─── Testo della pagina

Date le preoccupazioni circa la disponibilità limitata del vaccino mRNA a due dosi, è ampio il dibattito riguardante l’uso più efficace di quelle attualmente disponibili. In particolare, la questione che si pone è se ritardare la seconda dose, in modo tale da somministrare a più persone la prima, oppure se vaccinare seguendo il regime standard di due somministrazioni a 3 o 4 settimane di distanza. Per questo motivo la comunità scientifica sta considerando i vantaggi e i rischi dei due approcci, sia a livello individuale che di popolazione.
Vaccinazione anti Covid secondo il regime standard
I leader della sanità pubblica sono chiamati a prendere le migliori decisioni possibili con le evidenze disponibili, bilanciando la salute della popolazione, le preoccupazioni sociali ed economiche e la necessità di mantenere la fiducia del pubblico.

──────

◆ Elenco attività:
1 > Elenchi gli aspetti che, secondo il testo sulla vaccinazione anti Covid, i leader della sanità pubblica devono bilanciare nelle loro decisioni.
2 > Estragga dal testo sulla vaccinazione anti Covid il passo che inizia con "Vaccinazione anti Covid" e termina con "fiducia del pubblico.".

─── Informazioni

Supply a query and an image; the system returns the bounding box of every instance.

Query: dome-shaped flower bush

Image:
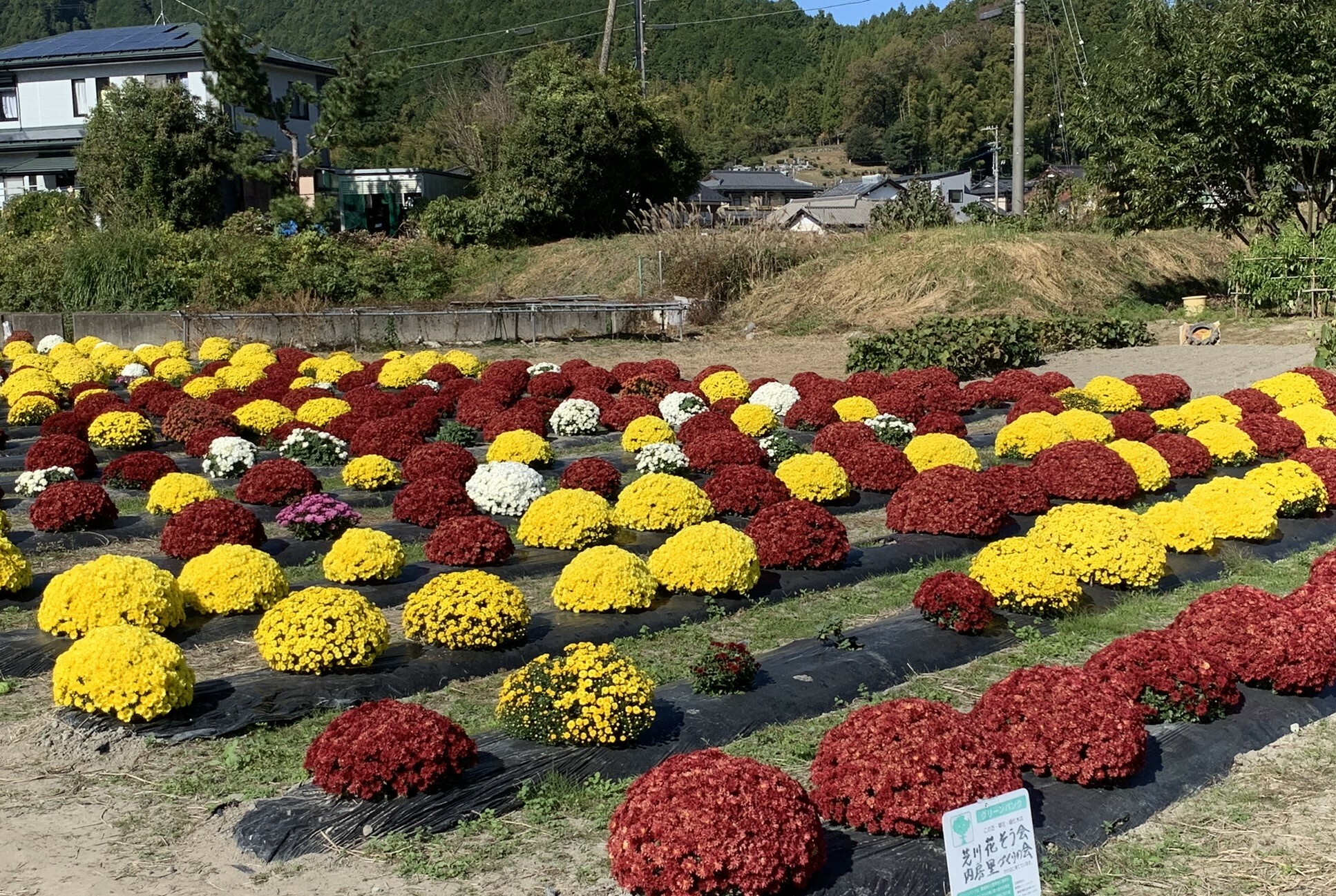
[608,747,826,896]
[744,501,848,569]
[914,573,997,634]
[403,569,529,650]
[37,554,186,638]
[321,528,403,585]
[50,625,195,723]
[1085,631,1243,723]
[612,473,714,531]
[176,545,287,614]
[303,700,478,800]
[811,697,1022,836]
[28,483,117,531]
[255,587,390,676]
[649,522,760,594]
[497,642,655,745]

──────
─── Informazioni

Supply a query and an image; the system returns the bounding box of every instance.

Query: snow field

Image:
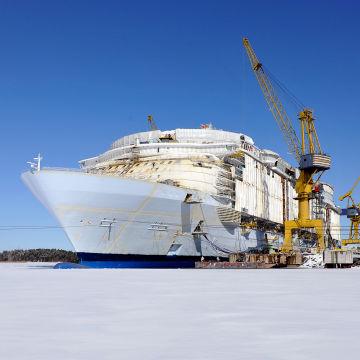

──────

◆ Risposte fornite:
1 >
- la salute della popolazione
- le preoccupazioni sociali ed economiche
- la necessità di mantenere la fiducia del pubblico

2 >
Vaccinazione anti Covid secondo il regime standard
I leader della sanità pubblica sono chiamati a prendere le migliori decisioni possibili con le evidenze disponibili, bilanciando la salute della popolazione, le preoccupazioni sociali ed economiche e la necessità di mantenere la fiducia del pubblico.